** START EXTRACTED DATA **

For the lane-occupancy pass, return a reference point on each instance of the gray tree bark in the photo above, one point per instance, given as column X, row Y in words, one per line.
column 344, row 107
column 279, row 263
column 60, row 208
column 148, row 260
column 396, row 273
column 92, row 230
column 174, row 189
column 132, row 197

** END EXTRACTED DATA **

Render the lines above as a numbered list, omitting any blank lines.

1. For the lane-occupancy pass, return a reference point on each instance of the gray tree bark in the photo above, one point per instance, given as column X, row Y in words, one per line.
2. column 344, row 107
3. column 279, row 263
4. column 60, row 208
5. column 148, row 260
6. column 396, row 273
7. column 92, row 230
8. column 174, row 189
9. column 132, row 197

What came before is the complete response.